TUGAS YANG DIBERIKAN 1 → Menurut kutipan bacaan, berapa besar APBD Banten tahun 2013 yang diberikan kepada lembaga-lembaga vertikal?
TUGAS YANG DIBERIKAN 2 → Salin persis bagian kutipan bacaan yang dibuka dengan kata-kata berisi "Forum Indonesia untuk" dan ditutup dengan "yakni sebesar Rp6.272.000.000.".
TUGAS YANG DIBERIKAN 3 → Ubah paragraf kutipan bacaan yang diawali "Menurut Uchok, alokasi anggaran" menjadi daftar poin yang tetap memuat fakta utamanya.

KUTIPAN BACAAN →
·····
Ratu Atut Terindikasi Melakukan Penyimpangan Anggaran di Banten

JAKARTA - Pemerintahan Provinsi Banten sering mendapat sorotan publik. Kawasan tersebut dianggap sebagai satu-satunya wilayah di Indonesia yang masih menerapkan politik dinasti di bawah kepemimpinan Gubernur Ratu Atut Chosiyah.

Sejumlah sanak saudara Atut tercatat sebagai pemimpin, baik sebagai pejabat eksekutif maupun legislatif di beberapa kabupaten di Banten. Tak hanya itu, dinasti Atut juga disinyalir terlibat dalam sejumlah kasus korupsi, serta tidak transparan dalam hal pengelolaan anggaran

Forum Indonesia untuk Transparansi Anggaran (FITRA) mencatat, pada tahun 2013 Anggaran Pendapatan dan Belanja Daerah (APBD) Banten terindikasi korup. APBD Banten pada tahun 2013 banyak diberikan kepada lembaga-lembaga vertikal, yakni sebesar Rp6.272.000.000.

"Rinciannya, pembangunan Gedung Korem tahap II dengan alokasi anggaran sebesar Rp5.000.000.000, Pembangunan gedung PN Serang tahap II sebesar Rp194.000.000, Pembangunan Gedung PN Tanggerang tahap sebesar Rp488.000.000, Pekerjaan Pagar BPN sebesar Rp590.000.000," kata Direktur Investigasi dan Advokasi FITRA Uchok Sky Khadafi kepada Okezone di Jakarta, Minggu (6/10/2013).

Menurut Uchok, alokasi anggaran untuk keperluan lembaga-lembaga vertikal seperti Korem atau PN agar pejabat di lembaga tersebut berada pada posisi nyaman, saling kerjasama demi keuntungan kedua belah pihak, serta tidak saling menganggu antara pejabat vertikal dengan pemimpin daerah.

"Atau agar dapat melumpuhkan fungsi dan kewenangannya. Padahal lembaga vertikal ini sudah mendapat anggaran dari pemerintah pusat alias APBN," sambungnya.

Padahal, kata Uchok, pemberianAPBD kepada lembaga vertikal melanggar peraturan Menteri Dalam Negeri. Seharusnya, APBD itu diperuntukan bagi peningkatan fasilitas publik dan peningkatan kualitas masyarakat.

Selain persoalan diatas, pemborosan dan indikasi korupsi dalam APBD Provinsi Banten dapat dilihat dari kejanggalan dalam lelang berbagai proyek. Salah satunya adalah lelang penataan sarana dan prasarana rumah jabatan gubernur yang dilakukan DInas Sumber Daya Air dan Pemukiman Provinsi Banten.
·····
MATERI YANG DISEDIAKAN →
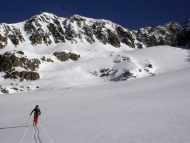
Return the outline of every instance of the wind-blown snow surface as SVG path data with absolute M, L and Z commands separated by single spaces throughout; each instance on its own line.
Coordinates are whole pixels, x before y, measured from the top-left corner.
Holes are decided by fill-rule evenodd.
M 35 143 L 33 127 L 19 126 L 32 124 L 27 121 L 36 104 L 42 110 L 42 143 L 190 142 L 187 50 L 168 46 L 133 51 L 108 47 L 105 51 L 101 47 L 79 49 L 72 49 L 81 54 L 76 63 L 57 61 L 40 68 L 42 79 L 33 83 L 40 89 L 0 96 L 0 142 Z M 130 62 L 117 65 L 123 56 L 130 57 Z M 156 76 L 135 70 L 144 69 L 147 63 L 153 65 L 150 72 Z M 110 65 L 123 69 L 125 64 L 144 78 L 104 82 L 91 74 Z
M 23 125 L 41 106 L 43 143 L 189 143 L 190 69 L 128 82 L 2 96 L 0 128 Z M 0 129 L 2 143 L 25 128 Z M 33 143 L 32 126 L 23 142 Z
·····
PENYELESAIAN TUGAS 1 → Rp6.272.000.000.

PENYELESAIAN TUGAS 2 →
Forum Indonesia untuk Transparansi Anggaran (FITRA) mencatat, pada tahun 2013 Anggaran Pendapatan dan Belanja Daerah (APBD) Banten terindikasi korup. APBD Banten pada tahun 2013 banyak diberikan kepada lembaga-lembaga vertikal, yakni sebesar Rp6.272.000.000.

PENYELESAIAN TUGAS 3 →
Menurut Uchok, alokasi anggaran untuk lembaga vertikal seperti Korem atau PN dimaksudkan agar:
- pejabat di lembaga tersebut berada pada posisi nyaman;
- kedua belah pihak saling bekerja sama demi keuntungan bersama;
- pejabat vertikal dan pemimpin daerah tidak saling mengganggu.